━━━ Document section

Adding Manual Memories (Web Interface): 1. Open the module in Edit Mode 2. Scroll to Manual Memories section 3. Click Add Memory button (future feature) 4. Search for and select specific memories 5. Memories appear in the manual list 6. Can be removed individually with X button

Manual vs. Automatic: - Automatic (via selectors): Dynamic, updates as memories change - Manual: Static, requires explicit updates

Composing Multiple Modules

Combine multiple modules to create rich, multi-faceted context packs.

Module Priority

Priority (0-100) determines the order modules are processed: - Higher priority (e.g., 90): Processed first, memories included early - Lower priority (e.g., 10): Processed last, fills remaining budget

Priority Strategy:

Priority 90-100: Critical, must-have memories
Priority 70-89:  Important domain-specific context
Priority 40-69:  Standard workflow memories
Priority 10-39:  Nice-to-have, supplemental context
Priority 0-9:    Experimental or low-priority items

Composition Example: Full-Stack Development

Create a suite of modules for different aspects of development.

Module Suite:

1. Architecture Decisions (Priority: 95)
   Types: [Decision]
   Min Confidence: 0.90
   Purpose: Core architectural decisions always included

2. API Development (Priority: 80)
   Types: [Decision, Constraint]
   Patterns: ["src/api/**"]
   Min Confidence: 0.75
   Purpose: Backend-specific context

3. Frontend Patterns (Priority: 80)
   Types: [Decision, Style Rule]
   Patterns: ["src/components/**", "*.tsx"]
   Min Confidence: 0.75
   Purpose: Frontend-specific context

4. Common Gotchas (Priority: 50)
   Types: [Gotcha]
   Min Confidence: 0.65
   Purpose: Known issues and workarounds

5. Experimental Learnings (Priority: 20)
   Types: [Learning]
   Min Confidence: 0.50
   Purpose: Recent discoveries and experiments

Composition Behavior: When generating a pack with all 5 modules: 1. Architecture Decisions loads first (priority 95) 2. API Development and Frontend Patterns load next (priority 80) 3. Common Gotchas fills middle budget (priority 50) 4. Experimental Learnings fills remaining budget (priority 20) 5. If budget exhausted, lower priority modules are truncated

Workflow-Specific Compositions

Create different module sets for different workflows.

Debugging Session:

Modules:
  - Common Gotchas (priority 90)
  - Error Patterns (priority 85)
  - Architecture Decisions (priority 50)

Budget: 4,000 tokens
Focus: Known issues and error solutions

Code Review Session:

Modules:
  - Style Rules (priority 90)
  - Architecture Decisions (priority 85)
  - Best Practices (priority 70)

Budget: 6,000 tokens
Focus: Coding standards and design patterns

Feature Implementation:

Modules:
  - Architecture Decisions (priority 95)
  - API Development (priority 80) OR Frontend Patterns (priority 80)

━━━━━━

## Work instructions
(1) Name each module in the Module Suite of the module documentation, along with its priority.
(2) According to the module documentation, why does Experimental Learnings risk being truncated when a pack is generated with all five modules?

━━━ Dataset rows

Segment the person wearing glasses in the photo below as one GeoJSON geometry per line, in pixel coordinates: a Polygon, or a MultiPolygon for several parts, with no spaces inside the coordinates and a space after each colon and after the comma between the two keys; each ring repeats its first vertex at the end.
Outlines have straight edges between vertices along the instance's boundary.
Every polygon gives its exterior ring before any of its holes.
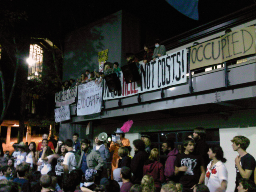
{"type": "Polygon", "coordinates": [[[174,142],[170,139],[166,140],[163,143],[162,150],[164,153],[167,154],[167,159],[165,162],[164,172],[166,181],[175,181],[174,162],[179,152],[174,147],[174,142]]]}

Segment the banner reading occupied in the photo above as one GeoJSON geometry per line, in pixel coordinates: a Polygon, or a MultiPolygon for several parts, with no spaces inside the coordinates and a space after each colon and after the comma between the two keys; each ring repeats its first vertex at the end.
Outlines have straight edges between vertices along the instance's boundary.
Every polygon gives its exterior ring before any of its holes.
{"type": "Polygon", "coordinates": [[[255,27],[230,32],[218,39],[191,48],[191,70],[256,53],[255,27]]]}
{"type": "Polygon", "coordinates": [[[75,102],[77,93],[77,86],[67,90],[60,91],[55,94],[55,102],[56,107],[61,107],[70,105],[75,102]]]}
{"type": "Polygon", "coordinates": [[[117,92],[109,92],[105,84],[104,99],[108,100],[131,96],[185,83],[187,80],[187,51],[184,49],[168,54],[146,64],[140,66],[141,84],[134,82],[126,84],[121,73],[122,94],[117,92]]]}
{"type": "Polygon", "coordinates": [[[78,86],[77,115],[86,115],[100,112],[102,88],[91,81],[78,86]]]}

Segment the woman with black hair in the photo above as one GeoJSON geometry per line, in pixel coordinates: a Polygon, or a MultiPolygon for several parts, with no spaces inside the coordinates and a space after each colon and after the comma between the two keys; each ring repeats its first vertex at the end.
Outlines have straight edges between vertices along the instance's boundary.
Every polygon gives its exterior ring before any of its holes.
{"type": "Polygon", "coordinates": [[[30,167],[33,170],[36,169],[36,163],[38,157],[38,154],[36,149],[36,143],[31,142],[28,145],[28,153],[26,156],[26,162],[30,164],[30,167]]]}
{"type": "Polygon", "coordinates": [[[228,171],[225,165],[227,160],[220,146],[212,146],[209,149],[209,158],[212,160],[208,164],[204,184],[211,192],[225,191],[228,186],[228,171]]]}

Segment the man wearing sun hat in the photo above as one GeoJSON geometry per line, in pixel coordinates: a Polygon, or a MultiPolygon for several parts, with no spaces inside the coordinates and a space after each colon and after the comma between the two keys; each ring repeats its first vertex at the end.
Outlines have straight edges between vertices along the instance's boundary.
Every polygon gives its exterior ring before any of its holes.
{"type": "Polygon", "coordinates": [[[118,152],[119,147],[130,146],[130,145],[129,139],[124,138],[124,133],[121,130],[121,129],[118,128],[116,131],[115,131],[115,133],[116,133],[117,136],[120,136],[120,140],[116,141],[116,143],[112,141],[110,144],[110,149],[109,152],[111,152],[114,151],[112,162],[111,162],[111,168],[112,170],[112,171],[111,171],[112,179],[113,179],[113,172],[118,167],[118,162],[120,158],[118,154],[118,152]]]}

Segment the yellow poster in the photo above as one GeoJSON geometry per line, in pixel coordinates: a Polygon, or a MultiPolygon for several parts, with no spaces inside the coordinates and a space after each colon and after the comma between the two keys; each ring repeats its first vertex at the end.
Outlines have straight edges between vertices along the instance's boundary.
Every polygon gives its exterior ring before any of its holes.
{"type": "Polygon", "coordinates": [[[256,53],[255,27],[232,31],[191,48],[190,69],[222,63],[256,53]]]}

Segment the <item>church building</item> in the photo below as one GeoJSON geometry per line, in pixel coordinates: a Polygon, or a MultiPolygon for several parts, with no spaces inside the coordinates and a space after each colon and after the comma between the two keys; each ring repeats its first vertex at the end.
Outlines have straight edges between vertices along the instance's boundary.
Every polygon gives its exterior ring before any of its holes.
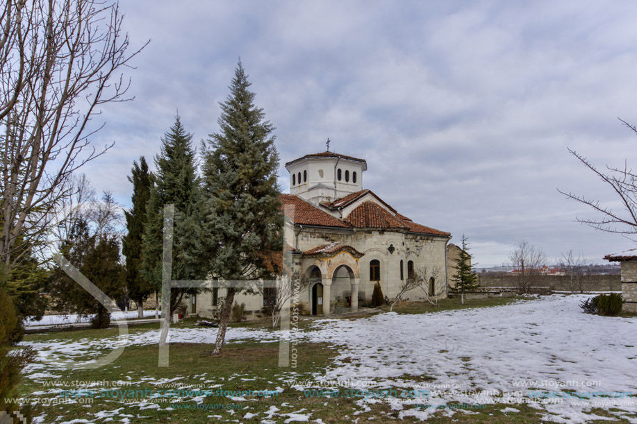
{"type": "MultiPolygon", "coordinates": [[[[379,282],[393,298],[407,278],[425,283],[403,298],[447,296],[449,232],[416,223],[372,191],[364,189],[367,162],[331,151],[286,164],[290,194],[281,195],[286,250],[292,271],[309,280],[300,294],[307,313],[328,316],[356,311],[379,282]]],[[[210,316],[223,289],[200,294],[191,311],[210,316]]],[[[265,291],[267,293],[267,291],[265,291]]],[[[264,296],[238,294],[249,318],[262,314],[264,296]]]]}

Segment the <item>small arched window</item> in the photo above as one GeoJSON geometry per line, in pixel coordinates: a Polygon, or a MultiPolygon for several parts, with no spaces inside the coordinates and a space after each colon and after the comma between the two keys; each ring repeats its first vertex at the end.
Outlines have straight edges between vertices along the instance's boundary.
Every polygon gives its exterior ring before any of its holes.
{"type": "Polygon", "coordinates": [[[377,259],[370,261],[370,281],[381,280],[381,262],[377,259]]]}

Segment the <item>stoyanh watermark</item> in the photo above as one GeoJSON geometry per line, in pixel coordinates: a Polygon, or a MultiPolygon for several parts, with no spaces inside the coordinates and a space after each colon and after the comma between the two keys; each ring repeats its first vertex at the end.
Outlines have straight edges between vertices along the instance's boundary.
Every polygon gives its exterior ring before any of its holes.
{"type": "MultiPolygon", "coordinates": [[[[293,205],[286,205],[286,212],[294,212],[293,205]],[[290,209],[290,211],[288,210],[290,209]]],[[[197,289],[229,289],[231,287],[244,289],[255,289],[259,288],[279,289],[281,284],[279,280],[176,280],[172,279],[172,250],[174,240],[175,209],[174,205],[165,205],[163,213],[163,243],[162,252],[162,285],[161,285],[161,332],[159,337],[159,358],[158,366],[168,366],[169,365],[169,341],[168,334],[170,330],[170,293],[172,289],[197,288],[197,289]]],[[[284,226],[284,229],[286,227],[284,226]]],[[[283,240],[286,237],[283,237],[283,240]]],[[[116,302],[108,296],[97,286],[91,282],[78,269],[74,266],[64,256],[57,253],[53,255],[53,260],[60,268],[74,281],[77,282],[91,296],[95,298],[110,313],[120,312],[116,302]]],[[[283,263],[292,262],[292,252],[286,248],[283,249],[283,263]]],[[[280,319],[281,337],[279,338],[279,366],[281,367],[290,366],[290,356],[292,366],[296,368],[298,351],[296,345],[298,343],[296,339],[290,337],[294,331],[290,332],[290,319],[292,319],[294,330],[298,330],[298,320],[299,315],[299,282],[292,282],[293,290],[291,296],[286,296],[283,299],[281,311],[288,313],[282,314],[280,319]],[[292,308],[292,300],[295,307],[292,308]],[[290,310],[292,314],[290,313],[290,310]],[[286,337],[287,336],[287,337],[286,337]],[[290,355],[290,341],[292,338],[292,351],[290,355]]],[[[69,360],[65,362],[67,368],[95,368],[112,364],[122,353],[128,344],[128,325],[126,318],[116,319],[115,321],[119,328],[119,339],[116,347],[105,357],[97,360],[76,362],[69,360]]],[[[59,359],[56,359],[59,360],[59,359]]]]}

━━━━━━

## Task-by-task answers
(1)
1. Architecture Decisions (Priority: 95)
2. API Development (Priority: 80)
3. Frontend Patterns (Priority: 80)
4. Common Gotchas (Priority: 50)
5. Experimental Learnings (Priority: 20)

(2) Experimental Learnings has the lowest priority, 20, so it is processed last and only fills whatever budget remains. If the budget is exhausted by then, lower-priority modules are truncated.